### Aim of the exercise:
Beginning with the line that holds "green leafy tree.", set down each line of the data below through the very last, exactly as given, and nothing beyond that.

### Material provided:
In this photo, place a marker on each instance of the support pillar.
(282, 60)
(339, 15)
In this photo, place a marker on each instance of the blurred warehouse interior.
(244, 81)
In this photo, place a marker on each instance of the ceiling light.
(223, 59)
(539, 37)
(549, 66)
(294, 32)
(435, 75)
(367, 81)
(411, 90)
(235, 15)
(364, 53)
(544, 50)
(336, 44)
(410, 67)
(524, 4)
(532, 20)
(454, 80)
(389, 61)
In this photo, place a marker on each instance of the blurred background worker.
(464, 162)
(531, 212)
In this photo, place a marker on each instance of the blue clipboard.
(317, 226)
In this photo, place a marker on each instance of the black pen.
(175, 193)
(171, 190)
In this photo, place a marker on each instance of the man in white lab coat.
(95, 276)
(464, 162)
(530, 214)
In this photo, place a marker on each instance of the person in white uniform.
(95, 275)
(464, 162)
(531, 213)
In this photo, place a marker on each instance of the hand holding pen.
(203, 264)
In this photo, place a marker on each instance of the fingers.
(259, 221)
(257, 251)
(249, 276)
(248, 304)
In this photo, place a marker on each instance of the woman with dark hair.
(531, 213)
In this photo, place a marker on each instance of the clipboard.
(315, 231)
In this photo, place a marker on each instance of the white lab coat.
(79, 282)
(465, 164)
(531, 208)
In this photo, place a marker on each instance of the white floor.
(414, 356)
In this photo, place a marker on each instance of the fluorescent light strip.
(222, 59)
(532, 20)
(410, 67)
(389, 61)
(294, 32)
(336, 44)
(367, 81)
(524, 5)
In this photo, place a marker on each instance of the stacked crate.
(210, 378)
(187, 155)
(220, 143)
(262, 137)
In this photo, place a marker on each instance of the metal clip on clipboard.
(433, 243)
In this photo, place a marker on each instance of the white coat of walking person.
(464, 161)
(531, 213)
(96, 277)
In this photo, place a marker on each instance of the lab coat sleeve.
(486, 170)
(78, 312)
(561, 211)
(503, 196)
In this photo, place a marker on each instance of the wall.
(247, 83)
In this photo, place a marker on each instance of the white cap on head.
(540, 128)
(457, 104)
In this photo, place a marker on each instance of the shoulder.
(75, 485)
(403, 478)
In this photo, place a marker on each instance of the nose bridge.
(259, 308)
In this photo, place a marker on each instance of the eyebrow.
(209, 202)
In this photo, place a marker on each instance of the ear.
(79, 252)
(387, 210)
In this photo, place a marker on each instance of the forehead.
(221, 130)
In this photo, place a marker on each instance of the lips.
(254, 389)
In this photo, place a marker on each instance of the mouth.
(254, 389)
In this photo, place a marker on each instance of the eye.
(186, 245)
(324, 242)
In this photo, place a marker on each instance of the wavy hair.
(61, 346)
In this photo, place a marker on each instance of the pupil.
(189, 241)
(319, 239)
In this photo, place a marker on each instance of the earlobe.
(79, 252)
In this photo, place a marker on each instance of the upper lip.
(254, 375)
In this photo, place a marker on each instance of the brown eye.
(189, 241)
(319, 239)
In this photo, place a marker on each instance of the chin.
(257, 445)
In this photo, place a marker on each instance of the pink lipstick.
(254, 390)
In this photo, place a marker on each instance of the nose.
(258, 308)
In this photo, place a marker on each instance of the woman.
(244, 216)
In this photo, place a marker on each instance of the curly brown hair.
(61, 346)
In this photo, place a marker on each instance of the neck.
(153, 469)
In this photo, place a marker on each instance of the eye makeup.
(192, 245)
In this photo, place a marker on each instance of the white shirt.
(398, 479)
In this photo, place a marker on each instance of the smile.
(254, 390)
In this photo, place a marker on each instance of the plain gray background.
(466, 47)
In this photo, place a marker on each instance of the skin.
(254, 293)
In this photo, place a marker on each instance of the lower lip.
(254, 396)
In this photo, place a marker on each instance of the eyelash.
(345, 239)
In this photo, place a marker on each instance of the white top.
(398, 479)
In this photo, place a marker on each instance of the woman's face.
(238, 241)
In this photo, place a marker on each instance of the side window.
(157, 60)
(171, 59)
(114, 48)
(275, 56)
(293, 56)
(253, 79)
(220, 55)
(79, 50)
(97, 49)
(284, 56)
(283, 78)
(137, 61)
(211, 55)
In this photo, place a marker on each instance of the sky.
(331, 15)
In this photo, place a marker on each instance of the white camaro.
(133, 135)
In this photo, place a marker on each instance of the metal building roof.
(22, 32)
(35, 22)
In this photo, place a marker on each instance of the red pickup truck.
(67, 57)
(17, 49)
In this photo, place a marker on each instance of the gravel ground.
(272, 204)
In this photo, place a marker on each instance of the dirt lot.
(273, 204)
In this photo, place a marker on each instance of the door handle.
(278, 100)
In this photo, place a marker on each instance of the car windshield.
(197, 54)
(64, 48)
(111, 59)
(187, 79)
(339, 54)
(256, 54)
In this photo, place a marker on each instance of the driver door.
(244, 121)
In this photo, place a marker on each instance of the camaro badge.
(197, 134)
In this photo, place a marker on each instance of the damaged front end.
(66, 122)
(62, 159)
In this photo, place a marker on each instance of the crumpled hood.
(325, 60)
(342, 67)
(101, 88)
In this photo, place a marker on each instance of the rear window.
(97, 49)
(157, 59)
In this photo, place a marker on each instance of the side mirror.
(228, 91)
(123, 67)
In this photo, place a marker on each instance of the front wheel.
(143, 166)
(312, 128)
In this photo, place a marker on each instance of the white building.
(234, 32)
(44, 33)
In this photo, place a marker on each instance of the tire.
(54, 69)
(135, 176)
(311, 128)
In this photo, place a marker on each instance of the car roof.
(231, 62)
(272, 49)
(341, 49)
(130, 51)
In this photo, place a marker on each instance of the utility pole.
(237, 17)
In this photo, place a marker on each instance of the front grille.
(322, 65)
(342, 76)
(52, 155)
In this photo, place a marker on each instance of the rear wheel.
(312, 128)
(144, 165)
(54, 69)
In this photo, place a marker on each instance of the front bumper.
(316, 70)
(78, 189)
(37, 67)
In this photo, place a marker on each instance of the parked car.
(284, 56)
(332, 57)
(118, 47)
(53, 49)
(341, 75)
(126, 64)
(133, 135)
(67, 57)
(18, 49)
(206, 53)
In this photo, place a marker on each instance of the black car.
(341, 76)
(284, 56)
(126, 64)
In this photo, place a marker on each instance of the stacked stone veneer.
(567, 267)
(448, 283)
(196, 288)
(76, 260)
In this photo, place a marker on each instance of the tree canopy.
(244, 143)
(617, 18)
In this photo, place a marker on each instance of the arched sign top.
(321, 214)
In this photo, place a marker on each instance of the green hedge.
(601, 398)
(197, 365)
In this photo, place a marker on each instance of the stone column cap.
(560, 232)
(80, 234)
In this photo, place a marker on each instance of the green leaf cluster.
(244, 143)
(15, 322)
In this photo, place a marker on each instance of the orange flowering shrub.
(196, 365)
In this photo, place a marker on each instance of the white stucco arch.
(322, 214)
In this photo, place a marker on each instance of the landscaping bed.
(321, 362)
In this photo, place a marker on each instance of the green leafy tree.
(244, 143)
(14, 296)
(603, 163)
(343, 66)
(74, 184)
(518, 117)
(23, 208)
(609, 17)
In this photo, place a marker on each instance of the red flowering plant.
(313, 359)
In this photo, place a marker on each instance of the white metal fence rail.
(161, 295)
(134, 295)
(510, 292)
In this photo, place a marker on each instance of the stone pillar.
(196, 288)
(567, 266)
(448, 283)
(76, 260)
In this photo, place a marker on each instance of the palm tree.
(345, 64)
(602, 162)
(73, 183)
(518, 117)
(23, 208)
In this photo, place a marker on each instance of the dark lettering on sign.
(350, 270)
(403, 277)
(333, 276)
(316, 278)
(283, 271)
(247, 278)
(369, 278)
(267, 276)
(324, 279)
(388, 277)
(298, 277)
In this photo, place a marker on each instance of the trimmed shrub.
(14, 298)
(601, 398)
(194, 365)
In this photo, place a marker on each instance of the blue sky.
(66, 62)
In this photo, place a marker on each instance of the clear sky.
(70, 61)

### Response below:
In this photo, place a marker on each instance of the green leafy tree.
(244, 143)
(14, 296)
(603, 163)
(343, 66)
(74, 184)
(518, 117)
(23, 208)
(609, 17)
In this photo, place a marker on each instance of the red flowering plant.
(313, 359)
In this photo, place a marker on each instance of the white metal fence rail.
(161, 295)
(134, 295)
(510, 292)
In this photo, place a marker on each instance of the stone pillar.
(196, 288)
(567, 266)
(448, 283)
(76, 260)
In this photo, place a marker on each instance of the palm tree.
(345, 64)
(602, 162)
(73, 183)
(518, 117)
(23, 208)
In this photo, place a marker on each instance of the dark lettering on sign.
(350, 270)
(403, 277)
(333, 276)
(316, 278)
(283, 271)
(247, 278)
(369, 278)
(267, 276)
(324, 279)
(388, 277)
(298, 277)
In this photo, place a marker on each instance of the trimmed shrub.
(14, 298)
(601, 398)
(194, 365)
In this photo, place a marker on each instance of the blue sky.
(66, 62)
In this photo, place a marker on each instance of the clear sky.
(70, 61)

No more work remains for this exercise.